* [SELECTION]:
* * *

1. You email me every post you write.

I think having your RSS feed available via email is a really great idea. Lots of people prefer reading posts that way. Personally, though, I use Twitter as my feed reader (find out how here) because emails get buried too quickly for me. When I sign up for a mailing list, I do so because I want emails from the blogger that I wouldn’t get otherwise – newsletters, announcements, discounts, etc. It’s okay to have an email RSS option (I recommend it), but make sure subscribers know what they’re getting when they sign up and, if possible, have two options – one for people who want special emails and one for people who want to receive your feed via email as well.

2. I can’t quickly find your sign-up box.

For many bloggers this isn’t a problem – their subscription form is located proudly on their sidebar, near the top of the page. However, occasionally, I find myself searching for a subscription box that doesn’t seem to exist – so I give up and go along my merry way. Later, I often find out the blogger does have a mailing list, but I had to go to a certain page or whatever to find out how to subscribe. The more time a person has to spend clicking around your site, the less likely it is they’ll actually sign up.

3. Your pop up punched me in the face.

* * *

* [WRITTEN PROBLEM A]: Repeat the email sign-up tips word for word, starting at "I think having" and ending at "email as well.".

* [SUPPLIED RECORDS]:
* * *

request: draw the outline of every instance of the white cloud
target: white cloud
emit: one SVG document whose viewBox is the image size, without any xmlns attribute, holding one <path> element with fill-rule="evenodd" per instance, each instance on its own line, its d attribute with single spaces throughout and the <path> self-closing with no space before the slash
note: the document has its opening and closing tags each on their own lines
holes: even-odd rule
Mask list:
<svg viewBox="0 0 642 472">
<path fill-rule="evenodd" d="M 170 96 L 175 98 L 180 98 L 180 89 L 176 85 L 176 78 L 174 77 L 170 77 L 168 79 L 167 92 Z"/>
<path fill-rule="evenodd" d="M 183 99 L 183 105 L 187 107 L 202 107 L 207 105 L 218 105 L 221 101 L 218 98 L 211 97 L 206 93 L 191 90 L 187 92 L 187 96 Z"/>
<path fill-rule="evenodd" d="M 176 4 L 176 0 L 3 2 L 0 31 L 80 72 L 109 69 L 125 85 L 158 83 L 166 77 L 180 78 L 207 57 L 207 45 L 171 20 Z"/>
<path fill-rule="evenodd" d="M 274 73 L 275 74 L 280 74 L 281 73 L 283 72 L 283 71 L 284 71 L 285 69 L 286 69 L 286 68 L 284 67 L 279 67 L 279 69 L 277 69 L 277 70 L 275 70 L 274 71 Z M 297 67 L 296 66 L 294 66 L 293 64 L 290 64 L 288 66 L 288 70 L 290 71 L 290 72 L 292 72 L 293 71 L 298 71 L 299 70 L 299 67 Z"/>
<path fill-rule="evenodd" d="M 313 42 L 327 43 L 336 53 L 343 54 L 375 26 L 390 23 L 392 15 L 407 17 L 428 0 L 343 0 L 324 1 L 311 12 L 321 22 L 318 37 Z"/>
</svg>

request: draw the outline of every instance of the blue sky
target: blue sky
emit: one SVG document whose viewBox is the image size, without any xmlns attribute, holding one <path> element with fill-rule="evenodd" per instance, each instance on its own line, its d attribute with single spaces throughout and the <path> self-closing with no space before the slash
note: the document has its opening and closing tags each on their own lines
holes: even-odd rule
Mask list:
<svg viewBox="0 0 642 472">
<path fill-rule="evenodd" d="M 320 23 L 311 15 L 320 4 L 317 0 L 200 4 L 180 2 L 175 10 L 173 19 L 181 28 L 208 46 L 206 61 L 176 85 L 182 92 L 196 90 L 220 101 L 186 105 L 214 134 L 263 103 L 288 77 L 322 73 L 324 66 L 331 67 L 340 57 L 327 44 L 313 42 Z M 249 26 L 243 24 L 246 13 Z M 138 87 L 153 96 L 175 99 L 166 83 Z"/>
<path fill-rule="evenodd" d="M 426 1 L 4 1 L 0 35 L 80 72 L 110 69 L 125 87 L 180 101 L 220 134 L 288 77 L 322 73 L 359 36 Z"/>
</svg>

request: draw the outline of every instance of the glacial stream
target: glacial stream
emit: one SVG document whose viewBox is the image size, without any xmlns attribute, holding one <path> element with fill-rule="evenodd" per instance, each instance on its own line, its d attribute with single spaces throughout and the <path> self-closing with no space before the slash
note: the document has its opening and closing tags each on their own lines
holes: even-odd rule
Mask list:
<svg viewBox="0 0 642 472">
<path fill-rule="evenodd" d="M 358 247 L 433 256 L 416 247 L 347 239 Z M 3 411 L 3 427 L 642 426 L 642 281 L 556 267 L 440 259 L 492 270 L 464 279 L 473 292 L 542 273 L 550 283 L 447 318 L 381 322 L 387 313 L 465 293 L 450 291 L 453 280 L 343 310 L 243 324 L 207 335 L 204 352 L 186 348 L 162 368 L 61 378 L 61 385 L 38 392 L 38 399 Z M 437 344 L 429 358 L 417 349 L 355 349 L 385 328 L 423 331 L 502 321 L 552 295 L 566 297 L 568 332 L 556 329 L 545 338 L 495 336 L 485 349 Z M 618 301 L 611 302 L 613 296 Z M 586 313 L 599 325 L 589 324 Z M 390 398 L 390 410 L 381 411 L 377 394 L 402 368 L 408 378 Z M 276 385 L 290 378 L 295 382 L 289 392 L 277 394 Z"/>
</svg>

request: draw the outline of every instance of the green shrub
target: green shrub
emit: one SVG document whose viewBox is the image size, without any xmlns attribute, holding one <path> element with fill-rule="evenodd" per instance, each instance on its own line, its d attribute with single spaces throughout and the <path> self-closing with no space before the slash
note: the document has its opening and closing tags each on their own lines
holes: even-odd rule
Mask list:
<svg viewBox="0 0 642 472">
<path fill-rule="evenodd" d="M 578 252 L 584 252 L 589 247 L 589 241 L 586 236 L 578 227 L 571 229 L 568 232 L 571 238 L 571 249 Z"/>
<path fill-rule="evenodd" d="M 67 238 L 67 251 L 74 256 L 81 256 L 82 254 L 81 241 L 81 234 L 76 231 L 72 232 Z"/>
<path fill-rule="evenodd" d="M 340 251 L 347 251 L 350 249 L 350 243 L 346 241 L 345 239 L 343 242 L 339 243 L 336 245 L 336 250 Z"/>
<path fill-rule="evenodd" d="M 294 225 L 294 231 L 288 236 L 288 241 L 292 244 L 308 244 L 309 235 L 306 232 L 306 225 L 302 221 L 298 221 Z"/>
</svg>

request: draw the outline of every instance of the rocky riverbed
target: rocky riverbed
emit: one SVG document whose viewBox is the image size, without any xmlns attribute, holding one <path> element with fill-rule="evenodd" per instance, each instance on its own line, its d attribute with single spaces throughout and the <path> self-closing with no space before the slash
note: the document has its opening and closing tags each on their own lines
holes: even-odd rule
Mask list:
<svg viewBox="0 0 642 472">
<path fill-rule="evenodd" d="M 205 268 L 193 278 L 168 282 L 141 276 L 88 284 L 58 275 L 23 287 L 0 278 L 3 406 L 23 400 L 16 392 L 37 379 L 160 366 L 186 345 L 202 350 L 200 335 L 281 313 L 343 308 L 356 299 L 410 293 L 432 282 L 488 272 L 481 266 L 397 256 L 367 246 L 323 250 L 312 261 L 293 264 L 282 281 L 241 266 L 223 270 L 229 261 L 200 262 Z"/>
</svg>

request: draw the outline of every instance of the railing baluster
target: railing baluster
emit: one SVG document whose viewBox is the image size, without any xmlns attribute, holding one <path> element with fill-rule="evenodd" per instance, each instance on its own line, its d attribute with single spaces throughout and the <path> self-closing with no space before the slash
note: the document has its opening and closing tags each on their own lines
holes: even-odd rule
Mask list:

* * *

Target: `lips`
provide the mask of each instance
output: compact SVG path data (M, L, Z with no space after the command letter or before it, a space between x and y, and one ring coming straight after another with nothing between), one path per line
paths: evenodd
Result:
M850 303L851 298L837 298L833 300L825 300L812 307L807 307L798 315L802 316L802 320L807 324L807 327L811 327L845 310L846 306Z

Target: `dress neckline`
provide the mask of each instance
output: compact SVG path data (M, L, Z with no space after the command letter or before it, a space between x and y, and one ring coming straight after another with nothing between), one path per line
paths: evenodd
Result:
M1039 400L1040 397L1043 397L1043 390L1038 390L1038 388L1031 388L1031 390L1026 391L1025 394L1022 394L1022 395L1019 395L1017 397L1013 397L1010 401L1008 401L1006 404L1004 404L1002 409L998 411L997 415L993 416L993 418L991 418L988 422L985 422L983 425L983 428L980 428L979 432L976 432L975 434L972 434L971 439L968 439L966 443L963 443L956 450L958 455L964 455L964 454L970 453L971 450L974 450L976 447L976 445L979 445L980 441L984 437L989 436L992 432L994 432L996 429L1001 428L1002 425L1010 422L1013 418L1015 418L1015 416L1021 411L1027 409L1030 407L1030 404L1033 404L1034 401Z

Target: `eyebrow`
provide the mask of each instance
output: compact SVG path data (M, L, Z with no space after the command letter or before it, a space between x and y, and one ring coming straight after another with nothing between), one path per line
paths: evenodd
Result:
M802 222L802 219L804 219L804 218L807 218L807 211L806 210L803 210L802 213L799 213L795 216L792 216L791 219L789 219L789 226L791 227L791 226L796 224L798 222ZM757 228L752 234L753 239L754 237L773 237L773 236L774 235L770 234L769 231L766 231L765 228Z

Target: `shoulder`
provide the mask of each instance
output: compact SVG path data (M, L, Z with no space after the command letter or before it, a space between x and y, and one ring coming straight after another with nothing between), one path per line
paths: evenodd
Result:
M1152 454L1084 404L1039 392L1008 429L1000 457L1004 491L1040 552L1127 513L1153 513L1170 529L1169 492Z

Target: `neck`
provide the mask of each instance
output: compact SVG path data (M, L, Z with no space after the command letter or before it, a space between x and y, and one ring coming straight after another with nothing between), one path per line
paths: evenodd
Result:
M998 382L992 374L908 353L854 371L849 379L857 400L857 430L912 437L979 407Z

* * *

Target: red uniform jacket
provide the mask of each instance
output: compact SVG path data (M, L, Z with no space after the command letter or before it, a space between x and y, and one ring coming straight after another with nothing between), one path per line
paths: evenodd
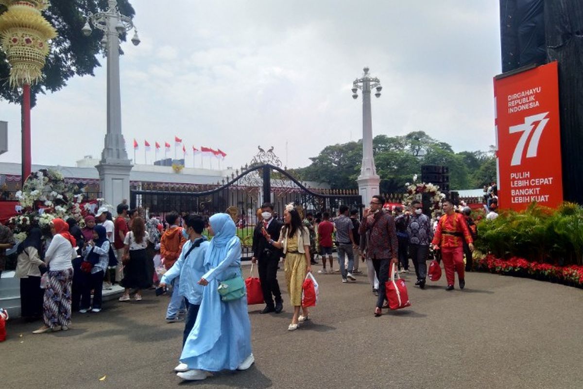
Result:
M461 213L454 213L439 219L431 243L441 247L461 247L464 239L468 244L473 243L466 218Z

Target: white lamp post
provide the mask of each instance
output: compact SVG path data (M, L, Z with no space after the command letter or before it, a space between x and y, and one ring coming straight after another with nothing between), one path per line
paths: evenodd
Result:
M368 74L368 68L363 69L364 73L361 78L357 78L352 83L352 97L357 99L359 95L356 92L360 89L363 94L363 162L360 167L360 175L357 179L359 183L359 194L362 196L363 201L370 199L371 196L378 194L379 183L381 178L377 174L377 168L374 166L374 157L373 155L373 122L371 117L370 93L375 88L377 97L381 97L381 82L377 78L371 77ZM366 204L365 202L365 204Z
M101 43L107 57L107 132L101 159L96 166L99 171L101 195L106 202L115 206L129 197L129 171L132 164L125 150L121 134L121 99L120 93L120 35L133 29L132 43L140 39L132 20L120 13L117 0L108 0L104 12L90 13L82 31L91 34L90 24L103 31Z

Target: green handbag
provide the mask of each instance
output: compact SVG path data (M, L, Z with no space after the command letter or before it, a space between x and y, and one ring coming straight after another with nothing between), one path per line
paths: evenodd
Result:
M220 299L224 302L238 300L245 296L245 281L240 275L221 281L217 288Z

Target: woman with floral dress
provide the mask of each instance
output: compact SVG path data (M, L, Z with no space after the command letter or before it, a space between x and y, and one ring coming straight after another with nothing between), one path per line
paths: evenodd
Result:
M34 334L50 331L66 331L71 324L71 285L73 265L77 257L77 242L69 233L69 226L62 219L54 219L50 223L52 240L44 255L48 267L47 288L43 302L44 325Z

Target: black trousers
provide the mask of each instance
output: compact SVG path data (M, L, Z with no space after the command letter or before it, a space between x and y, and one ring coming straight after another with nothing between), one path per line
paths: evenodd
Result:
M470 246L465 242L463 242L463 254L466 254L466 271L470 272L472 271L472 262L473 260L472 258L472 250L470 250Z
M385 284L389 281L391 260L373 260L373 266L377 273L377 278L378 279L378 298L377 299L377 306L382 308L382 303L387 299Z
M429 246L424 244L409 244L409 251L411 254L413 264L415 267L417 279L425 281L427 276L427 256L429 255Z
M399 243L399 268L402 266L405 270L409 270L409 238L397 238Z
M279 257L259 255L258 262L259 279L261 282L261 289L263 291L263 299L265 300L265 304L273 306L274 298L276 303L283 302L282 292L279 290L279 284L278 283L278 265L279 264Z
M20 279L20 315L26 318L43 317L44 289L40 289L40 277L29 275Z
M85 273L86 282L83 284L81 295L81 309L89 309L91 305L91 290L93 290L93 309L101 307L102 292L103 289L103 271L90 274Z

* * *

* [WRITTEN PROBLEM B]: Update the rows starting at the line that contains "request: draw the outline of every instance of the green" and ending at the line that contains "67 238 L 67" by replacing "shrub" with "bush" and changing nothing else. Output only those lines.

* [COMPLETE ANSWER A]:
I think having your RSS feed available via email is a really great idea. Lots of people prefer reading posts that way. Personally, though, I use Twitter as my feed reader (find out how here) because emails get buried too quickly for me. When I sign up for a mailing list, I do so because I want emails from the blogger that I wouldn’t get otherwise – newsletters, announcements, discounts, etc. It’s okay to have an email RSS option (I recommend it), but make sure subscribers know what they’re getting when they sign up and, if possible, have two options – one for people who want special emails and one for people who want to receive your feed via email as well.

* [COMPLETE ANSWER B]:
request: draw the outline of every instance of the green bush
target: green bush
emit: one SVG document whose viewBox is the image size, without any xmlns attribute, holding one <path> element with fill-rule="evenodd" per instance, each instance on its own line, its d attribute with single spaces throughout and the <path> self-closing with no space before the slash
note: the document has its opening and closing tags each on their own lines
holes: even-odd rule
Mask list:
<svg viewBox="0 0 642 472">
<path fill-rule="evenodd" d="M 578 252 L 584 252 L 589 247 L 589 241 L 586 236 L 578 227 L 571 229 L 568 232 L 571 238 L 571 249 Z"/>
<path fill-rule="evenodd" d="M 67 238 L 67 251 L 74 256 L 81 256 L 82 254 L 81 241 L 81 234 L 76 231 L 72 232 Z"/>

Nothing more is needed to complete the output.